▶ _Task requirements_
Repeat only what appears from the line containing "locate the arched" through the last line of the listing below, exactly as written.

▶ _Supplied material_
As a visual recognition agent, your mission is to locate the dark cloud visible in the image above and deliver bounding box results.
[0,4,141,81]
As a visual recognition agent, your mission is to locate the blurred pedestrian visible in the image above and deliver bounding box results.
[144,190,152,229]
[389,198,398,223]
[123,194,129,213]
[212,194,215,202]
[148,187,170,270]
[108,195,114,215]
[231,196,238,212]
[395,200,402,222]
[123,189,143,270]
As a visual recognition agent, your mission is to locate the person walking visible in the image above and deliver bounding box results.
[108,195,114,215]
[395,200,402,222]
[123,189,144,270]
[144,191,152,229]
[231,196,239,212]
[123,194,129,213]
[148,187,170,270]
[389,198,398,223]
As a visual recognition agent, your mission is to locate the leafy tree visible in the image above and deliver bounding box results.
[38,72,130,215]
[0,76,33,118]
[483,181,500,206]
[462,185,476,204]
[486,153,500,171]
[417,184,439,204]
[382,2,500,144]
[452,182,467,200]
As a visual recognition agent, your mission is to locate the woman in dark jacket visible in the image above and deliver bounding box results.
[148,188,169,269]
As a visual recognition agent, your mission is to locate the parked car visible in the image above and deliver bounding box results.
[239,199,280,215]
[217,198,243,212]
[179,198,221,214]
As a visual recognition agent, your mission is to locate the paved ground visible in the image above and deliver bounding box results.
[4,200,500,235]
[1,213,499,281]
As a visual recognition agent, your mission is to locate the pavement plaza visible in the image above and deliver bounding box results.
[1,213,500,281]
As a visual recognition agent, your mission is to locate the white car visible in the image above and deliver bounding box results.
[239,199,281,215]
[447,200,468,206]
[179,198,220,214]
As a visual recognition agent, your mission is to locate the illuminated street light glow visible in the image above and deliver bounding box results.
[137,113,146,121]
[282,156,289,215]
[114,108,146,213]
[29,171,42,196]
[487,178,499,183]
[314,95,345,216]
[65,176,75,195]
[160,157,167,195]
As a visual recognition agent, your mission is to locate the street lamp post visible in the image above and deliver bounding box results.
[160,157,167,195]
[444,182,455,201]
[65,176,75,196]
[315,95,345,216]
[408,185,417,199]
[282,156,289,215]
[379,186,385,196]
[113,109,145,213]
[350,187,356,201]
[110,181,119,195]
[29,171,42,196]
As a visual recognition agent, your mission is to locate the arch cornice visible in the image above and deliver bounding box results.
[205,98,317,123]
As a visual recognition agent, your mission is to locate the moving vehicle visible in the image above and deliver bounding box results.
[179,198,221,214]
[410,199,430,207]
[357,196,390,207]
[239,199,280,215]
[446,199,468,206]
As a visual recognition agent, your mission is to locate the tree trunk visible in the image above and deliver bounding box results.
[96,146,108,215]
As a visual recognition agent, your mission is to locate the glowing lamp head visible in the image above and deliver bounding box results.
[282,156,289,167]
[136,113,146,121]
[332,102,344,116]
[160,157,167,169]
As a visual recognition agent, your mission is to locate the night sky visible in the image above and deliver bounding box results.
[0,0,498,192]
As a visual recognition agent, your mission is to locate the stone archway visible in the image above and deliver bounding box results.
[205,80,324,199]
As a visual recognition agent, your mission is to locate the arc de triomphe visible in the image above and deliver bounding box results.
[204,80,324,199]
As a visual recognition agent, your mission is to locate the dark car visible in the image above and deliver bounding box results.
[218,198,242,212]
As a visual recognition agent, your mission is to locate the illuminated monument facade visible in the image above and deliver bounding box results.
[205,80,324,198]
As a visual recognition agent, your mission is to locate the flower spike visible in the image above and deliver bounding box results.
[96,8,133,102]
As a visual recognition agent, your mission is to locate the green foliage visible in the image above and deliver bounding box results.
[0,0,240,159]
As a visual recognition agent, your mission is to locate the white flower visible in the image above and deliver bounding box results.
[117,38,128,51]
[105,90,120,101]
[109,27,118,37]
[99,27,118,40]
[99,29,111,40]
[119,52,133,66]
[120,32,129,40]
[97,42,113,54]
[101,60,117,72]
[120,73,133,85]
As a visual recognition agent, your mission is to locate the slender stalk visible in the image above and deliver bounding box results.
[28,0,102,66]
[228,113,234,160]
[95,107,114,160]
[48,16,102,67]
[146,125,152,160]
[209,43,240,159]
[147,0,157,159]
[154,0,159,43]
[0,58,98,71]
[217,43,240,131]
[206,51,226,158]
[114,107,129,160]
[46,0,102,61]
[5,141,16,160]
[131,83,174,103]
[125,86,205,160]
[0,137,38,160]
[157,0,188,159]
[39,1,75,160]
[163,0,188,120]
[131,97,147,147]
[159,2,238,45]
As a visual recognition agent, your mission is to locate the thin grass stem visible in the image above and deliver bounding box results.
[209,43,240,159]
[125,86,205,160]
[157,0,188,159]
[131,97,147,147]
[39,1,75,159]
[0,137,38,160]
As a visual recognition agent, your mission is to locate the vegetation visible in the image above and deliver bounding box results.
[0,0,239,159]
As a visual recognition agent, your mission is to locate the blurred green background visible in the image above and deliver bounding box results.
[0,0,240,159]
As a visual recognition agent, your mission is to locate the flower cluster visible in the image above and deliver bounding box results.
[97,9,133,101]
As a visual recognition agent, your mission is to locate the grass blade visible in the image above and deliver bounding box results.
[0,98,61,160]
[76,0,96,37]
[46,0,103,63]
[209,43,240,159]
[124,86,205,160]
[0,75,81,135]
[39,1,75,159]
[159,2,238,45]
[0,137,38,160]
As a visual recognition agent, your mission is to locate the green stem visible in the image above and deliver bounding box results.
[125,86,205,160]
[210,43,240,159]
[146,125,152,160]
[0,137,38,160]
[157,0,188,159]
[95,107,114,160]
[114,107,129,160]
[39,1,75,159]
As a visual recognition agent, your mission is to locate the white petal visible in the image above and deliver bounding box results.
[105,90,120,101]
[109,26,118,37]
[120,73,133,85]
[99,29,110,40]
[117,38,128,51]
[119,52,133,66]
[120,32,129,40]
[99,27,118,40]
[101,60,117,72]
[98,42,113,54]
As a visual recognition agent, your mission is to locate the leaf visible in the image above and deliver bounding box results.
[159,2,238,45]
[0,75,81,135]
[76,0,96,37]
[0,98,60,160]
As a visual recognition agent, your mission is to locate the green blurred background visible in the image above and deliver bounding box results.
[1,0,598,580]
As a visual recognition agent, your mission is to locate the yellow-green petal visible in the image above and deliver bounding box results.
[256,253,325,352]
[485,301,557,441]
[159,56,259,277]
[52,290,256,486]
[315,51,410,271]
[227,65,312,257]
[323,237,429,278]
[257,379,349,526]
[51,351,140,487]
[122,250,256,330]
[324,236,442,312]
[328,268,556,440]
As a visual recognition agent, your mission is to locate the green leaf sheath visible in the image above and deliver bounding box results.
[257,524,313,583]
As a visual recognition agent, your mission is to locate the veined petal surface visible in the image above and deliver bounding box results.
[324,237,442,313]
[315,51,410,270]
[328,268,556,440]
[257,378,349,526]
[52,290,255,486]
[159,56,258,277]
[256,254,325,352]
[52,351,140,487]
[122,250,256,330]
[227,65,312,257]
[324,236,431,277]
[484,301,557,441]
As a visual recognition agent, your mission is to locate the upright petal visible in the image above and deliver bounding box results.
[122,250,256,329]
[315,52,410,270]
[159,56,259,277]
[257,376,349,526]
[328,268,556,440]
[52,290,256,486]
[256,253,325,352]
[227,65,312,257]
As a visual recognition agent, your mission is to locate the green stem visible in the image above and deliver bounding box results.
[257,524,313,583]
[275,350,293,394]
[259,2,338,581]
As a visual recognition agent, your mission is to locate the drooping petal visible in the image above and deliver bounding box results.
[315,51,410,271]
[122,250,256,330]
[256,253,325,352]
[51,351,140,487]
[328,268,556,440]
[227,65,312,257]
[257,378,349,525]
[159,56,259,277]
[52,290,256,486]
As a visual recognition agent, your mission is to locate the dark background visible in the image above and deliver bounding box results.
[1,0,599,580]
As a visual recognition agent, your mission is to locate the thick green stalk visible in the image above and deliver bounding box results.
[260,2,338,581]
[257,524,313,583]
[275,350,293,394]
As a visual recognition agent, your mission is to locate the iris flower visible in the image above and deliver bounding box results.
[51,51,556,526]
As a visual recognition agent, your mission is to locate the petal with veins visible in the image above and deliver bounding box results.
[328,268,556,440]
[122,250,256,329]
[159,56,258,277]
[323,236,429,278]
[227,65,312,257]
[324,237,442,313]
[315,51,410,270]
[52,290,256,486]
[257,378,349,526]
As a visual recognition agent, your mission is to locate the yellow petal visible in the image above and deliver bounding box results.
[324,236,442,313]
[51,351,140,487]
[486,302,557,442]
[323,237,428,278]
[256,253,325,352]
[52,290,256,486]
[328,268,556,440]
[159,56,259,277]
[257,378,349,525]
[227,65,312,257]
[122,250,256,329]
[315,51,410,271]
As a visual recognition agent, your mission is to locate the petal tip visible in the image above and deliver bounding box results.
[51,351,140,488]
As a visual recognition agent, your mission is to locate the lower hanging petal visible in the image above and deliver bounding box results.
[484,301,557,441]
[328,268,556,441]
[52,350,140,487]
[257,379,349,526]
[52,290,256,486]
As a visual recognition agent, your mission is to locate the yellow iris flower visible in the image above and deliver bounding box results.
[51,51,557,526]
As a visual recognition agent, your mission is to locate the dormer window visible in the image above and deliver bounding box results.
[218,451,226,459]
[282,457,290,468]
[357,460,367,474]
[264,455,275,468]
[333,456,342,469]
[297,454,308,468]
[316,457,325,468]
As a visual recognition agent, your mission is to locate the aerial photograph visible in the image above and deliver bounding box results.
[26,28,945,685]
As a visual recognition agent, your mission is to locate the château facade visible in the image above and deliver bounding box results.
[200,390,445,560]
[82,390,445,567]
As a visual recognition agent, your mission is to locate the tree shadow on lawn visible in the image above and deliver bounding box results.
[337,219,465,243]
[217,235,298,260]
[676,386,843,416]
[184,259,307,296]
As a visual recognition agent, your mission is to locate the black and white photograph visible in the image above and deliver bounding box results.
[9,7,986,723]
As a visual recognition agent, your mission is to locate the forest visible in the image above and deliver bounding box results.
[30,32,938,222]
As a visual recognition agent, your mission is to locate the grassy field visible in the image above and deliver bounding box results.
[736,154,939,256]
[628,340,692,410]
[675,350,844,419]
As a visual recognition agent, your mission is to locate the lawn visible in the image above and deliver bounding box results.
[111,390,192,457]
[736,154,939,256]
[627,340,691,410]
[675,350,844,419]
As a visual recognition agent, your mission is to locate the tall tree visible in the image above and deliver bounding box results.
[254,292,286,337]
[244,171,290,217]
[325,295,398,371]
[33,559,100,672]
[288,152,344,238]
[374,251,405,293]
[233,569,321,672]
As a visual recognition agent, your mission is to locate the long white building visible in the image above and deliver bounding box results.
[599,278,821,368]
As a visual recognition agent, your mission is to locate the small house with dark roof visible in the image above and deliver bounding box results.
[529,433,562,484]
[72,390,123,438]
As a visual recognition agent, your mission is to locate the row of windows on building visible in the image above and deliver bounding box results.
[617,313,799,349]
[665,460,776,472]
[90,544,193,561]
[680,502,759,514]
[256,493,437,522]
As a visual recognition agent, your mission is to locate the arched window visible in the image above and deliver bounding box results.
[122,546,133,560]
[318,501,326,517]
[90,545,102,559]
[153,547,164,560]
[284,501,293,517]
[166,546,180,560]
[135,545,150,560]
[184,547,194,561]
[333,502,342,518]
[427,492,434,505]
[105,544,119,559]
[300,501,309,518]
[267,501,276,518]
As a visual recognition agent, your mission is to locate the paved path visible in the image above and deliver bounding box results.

▶ _Answer section_
As a visual recognition agent, your mission is to locate the arched window visible in the image above and deliver bounding box results.
[122,546,133,560]
[318,501,326,517]
[90,545,102,559]
[153,547,164,560]
[284,501,293,517]
[166,546,180,560]
[135,545,150,560]
[184,547,194,561]
[333,502,342,518]
[427,492,434,505]
[105,544,119,559]
[300,501,309,518]
[267,501,276,518]
As a visual recognition agent, your mission is to locate the paved path visible in the image above and deliver bounding box results.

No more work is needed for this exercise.